--- Start SUPPLIED ENTRIES ---

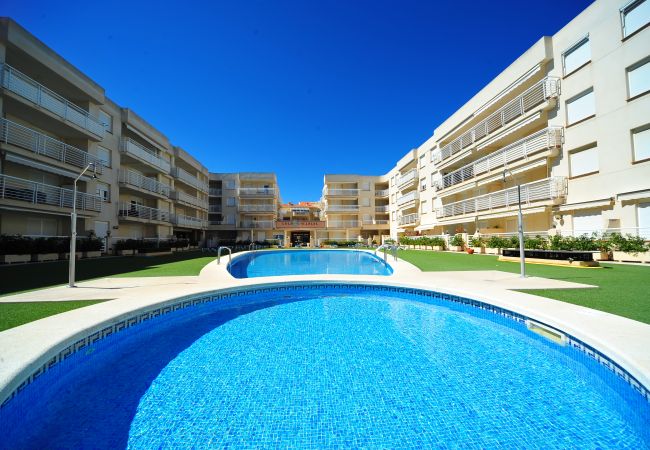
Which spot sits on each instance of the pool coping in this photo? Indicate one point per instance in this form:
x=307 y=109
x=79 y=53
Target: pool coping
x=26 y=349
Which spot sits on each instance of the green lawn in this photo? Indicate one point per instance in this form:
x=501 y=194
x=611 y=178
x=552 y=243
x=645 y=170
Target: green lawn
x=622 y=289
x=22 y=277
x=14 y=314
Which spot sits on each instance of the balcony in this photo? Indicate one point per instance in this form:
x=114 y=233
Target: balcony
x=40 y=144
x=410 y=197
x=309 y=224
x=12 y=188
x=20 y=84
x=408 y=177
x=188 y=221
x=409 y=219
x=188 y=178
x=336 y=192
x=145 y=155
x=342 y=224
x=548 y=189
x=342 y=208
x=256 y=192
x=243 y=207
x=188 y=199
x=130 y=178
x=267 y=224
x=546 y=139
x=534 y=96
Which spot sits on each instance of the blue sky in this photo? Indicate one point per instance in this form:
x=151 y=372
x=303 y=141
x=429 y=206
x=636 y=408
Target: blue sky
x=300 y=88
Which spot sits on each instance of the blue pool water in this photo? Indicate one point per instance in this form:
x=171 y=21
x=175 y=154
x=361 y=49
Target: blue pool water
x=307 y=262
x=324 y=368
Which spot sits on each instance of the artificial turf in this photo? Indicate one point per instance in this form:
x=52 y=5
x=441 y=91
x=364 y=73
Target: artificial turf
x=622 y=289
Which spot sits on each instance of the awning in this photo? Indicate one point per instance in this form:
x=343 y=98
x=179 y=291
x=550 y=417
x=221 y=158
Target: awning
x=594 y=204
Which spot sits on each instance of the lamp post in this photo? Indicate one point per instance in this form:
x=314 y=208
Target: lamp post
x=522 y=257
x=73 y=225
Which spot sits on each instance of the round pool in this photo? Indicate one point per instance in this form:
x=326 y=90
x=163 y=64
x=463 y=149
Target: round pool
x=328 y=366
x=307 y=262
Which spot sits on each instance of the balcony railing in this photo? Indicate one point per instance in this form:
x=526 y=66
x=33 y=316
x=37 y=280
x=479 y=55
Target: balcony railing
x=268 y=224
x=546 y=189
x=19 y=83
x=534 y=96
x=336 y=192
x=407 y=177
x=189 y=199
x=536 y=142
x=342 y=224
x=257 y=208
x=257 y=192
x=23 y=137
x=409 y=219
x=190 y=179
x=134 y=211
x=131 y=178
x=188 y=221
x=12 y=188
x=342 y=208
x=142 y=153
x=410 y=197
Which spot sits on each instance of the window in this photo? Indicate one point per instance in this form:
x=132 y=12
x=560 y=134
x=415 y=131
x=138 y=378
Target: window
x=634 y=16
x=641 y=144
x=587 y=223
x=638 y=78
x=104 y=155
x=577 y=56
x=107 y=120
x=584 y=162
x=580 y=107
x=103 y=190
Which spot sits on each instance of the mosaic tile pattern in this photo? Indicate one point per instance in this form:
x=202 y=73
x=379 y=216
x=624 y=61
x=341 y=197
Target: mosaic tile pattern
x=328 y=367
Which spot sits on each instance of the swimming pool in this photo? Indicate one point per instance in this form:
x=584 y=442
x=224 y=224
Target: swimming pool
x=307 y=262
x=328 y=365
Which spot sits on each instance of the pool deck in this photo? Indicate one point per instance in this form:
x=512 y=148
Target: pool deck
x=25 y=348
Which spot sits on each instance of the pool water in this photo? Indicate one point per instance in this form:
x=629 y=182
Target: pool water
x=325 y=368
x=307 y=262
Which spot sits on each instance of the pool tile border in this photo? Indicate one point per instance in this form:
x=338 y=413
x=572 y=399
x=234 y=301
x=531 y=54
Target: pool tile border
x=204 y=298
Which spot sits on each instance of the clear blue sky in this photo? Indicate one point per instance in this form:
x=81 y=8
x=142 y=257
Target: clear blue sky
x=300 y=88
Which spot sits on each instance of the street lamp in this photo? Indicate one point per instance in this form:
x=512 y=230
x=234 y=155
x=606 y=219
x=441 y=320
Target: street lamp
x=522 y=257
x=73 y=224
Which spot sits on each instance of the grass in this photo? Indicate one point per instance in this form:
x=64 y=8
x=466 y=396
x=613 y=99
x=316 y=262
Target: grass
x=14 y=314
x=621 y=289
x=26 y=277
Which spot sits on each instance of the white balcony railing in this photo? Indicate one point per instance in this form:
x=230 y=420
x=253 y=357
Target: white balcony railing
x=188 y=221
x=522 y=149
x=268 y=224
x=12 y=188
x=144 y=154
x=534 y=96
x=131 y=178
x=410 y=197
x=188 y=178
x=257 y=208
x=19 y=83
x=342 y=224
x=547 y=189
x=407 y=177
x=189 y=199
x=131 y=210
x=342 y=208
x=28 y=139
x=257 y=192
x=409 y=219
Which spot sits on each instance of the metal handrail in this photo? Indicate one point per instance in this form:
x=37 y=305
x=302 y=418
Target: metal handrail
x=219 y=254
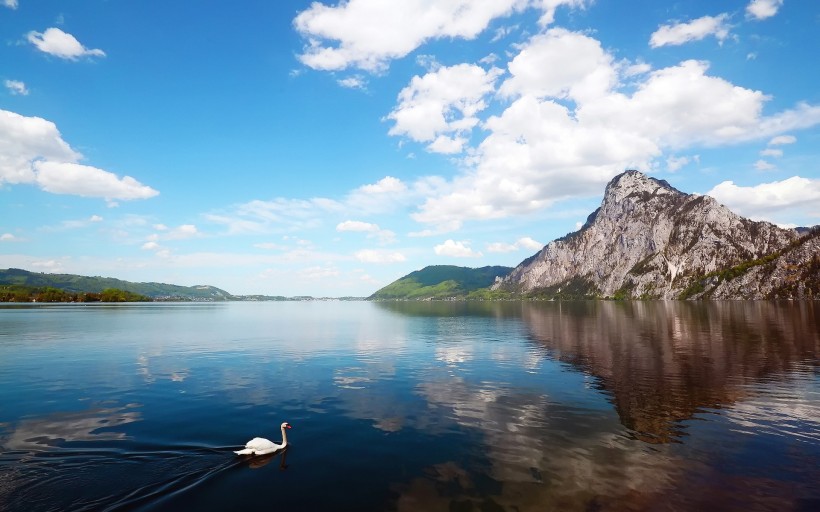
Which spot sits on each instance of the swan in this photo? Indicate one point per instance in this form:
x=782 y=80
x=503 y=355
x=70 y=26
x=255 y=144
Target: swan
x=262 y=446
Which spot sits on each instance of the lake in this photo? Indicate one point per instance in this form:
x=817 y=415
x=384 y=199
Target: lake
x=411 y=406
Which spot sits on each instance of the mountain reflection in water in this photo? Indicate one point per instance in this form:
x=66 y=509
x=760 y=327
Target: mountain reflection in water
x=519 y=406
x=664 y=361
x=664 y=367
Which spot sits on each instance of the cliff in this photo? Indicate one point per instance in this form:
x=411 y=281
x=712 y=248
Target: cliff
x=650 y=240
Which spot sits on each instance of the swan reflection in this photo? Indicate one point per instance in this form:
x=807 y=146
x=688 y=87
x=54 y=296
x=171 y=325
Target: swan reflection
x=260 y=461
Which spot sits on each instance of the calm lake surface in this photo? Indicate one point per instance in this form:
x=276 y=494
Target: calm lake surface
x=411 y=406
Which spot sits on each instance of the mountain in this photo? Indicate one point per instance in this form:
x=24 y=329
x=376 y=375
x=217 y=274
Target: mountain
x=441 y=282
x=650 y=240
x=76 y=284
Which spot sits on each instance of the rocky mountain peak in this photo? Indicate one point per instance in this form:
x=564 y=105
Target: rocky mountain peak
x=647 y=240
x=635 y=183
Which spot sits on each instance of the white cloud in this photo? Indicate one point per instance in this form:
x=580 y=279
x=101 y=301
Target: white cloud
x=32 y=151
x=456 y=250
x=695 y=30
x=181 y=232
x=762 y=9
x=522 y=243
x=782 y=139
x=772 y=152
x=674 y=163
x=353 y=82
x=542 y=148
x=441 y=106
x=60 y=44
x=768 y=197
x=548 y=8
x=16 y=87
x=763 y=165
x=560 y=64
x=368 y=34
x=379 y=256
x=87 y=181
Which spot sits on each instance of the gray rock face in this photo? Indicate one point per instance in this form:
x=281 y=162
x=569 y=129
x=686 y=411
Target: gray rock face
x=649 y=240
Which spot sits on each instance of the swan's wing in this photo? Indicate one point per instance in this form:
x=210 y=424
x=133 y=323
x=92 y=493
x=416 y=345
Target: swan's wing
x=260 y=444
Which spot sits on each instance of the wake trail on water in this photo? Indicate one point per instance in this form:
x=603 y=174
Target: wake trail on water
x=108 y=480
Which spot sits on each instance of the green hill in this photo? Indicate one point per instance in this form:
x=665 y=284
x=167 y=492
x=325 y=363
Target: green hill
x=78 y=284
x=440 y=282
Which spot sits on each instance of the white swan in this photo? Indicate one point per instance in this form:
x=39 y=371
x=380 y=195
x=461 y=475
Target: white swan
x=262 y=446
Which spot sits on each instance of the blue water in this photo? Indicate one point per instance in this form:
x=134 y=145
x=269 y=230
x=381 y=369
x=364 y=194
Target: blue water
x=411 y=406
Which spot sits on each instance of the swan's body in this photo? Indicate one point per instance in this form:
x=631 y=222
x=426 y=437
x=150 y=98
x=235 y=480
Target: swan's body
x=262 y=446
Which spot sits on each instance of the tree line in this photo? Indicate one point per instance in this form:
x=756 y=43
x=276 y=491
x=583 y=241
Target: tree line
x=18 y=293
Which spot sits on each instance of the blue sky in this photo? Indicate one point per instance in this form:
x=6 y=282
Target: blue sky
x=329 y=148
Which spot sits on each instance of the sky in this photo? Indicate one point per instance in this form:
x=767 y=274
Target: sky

--- End SUPPLIED ENTRIES ---

▶ **DO THIS**: Scale the records starting at the line that contains "Which spot sits on each instance of the cliff" and ending at the line that contains "x=635 y=183" by writing out every line again in full. Multiply each answer coordinate by 0.45 and round it to the nearest whole number, with halves going up, and leave every other number unchanged.

▶ **EXERCISE OUTPUT**:
Which spot sits on each instance of the cliff in this photo? Indicate one point per instance in this form:
x=411 y=281
x=712 y=248
Target: cliff
x=293 y=108
Which spot sits on each instance of the swan reflection in this photo? Indicate one point per instance in this form:
x=807 y=146
x=688 y=87
x=54 y=296
x=171 y=325
Target: swan reflection
x=117 y=207
Which spot sits on each instance of the calm lake surface in this photo? Indicate one point per instance in this form:
x=276 y=494
Target: calm lake surface
x=185 y=183
Which spot sits on each instance of the mountain in this photo? Indicate one point per instance in this form:
x=24 y=329
x=376 y=375
x=217 y=274
Target: mountain
x=198 y=127
x=293 y=108
x=34 y=128
Which spot sits on each instance of the rocky mountain peak in this photo? Indicate one point per instance in this form:
x=564 y=105
Target: rocky mountain peak
x=291 y=108
x=286 y=82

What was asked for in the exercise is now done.